## SOURCE DATA

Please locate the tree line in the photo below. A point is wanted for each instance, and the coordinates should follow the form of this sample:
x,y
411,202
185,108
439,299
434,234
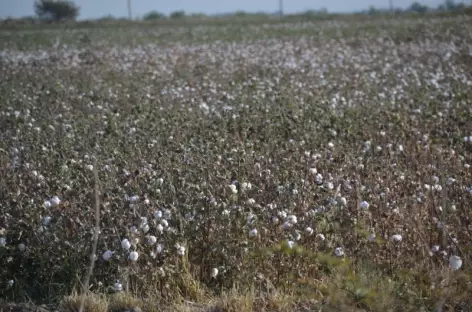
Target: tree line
x,y
67,10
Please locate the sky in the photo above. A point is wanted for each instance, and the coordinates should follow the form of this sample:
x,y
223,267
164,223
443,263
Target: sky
x,y
90,9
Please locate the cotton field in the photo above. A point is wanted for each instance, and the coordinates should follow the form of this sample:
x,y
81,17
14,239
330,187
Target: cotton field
x,y
279,167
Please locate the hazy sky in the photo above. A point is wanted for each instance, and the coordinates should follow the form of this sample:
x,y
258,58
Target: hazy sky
x,y
99,8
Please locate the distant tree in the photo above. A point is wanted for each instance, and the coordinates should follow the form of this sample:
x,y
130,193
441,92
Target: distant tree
x,y
153,16
177,15
198,15
56,10
372,10
418,8
450,5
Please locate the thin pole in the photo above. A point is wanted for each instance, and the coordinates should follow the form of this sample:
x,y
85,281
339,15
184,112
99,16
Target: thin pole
x,y
130,15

## ACTIVITY
Through to the final line, copy the material above exactly and skip the images.

## THE ANSWER
Please locate the tree line in the photo below. A point is wanted for each instance, and the coordinates should follow the form of this sample:
x,y
411,202
185,108
439,299
434,234
Target: tree line
x,y
67,10
Please locate the sky in the photo above. A point is wanted for each instance, and the coordinates should follow the form of this sample:
x,y
223,267
164,223
443,263
Target: sky
x,y
90,9
Please locate the cotton field in the photo above. A point is wanted for each instance, and the coordinates should follow the form of this sample:
x,y
81,17
14,239
330,187
Target: cotton field
x,y
279,167
Please locate the hazy sky in the photo above. A point is wanted for each instance, and the coordinates should follow the form of this sample:
x,y
258,58
Target: hazy sky
x,y
99,8
Please locate the distant tree in the photo above. A point is wanted for each instance, and the coordinates should follow the form of this sample:
x,y
130,193
441,92
Target: distant tree
x,y
153,16
177,15
198,15
56,10
372,10
418,8
450,5
Please locate the thin pole in the photo above. A point is wanted for each instance, and the coordinates should follow the form of this sample:
x,y
85,281
339,15
184,112
99,16
Target: thin pole
x,y
130,15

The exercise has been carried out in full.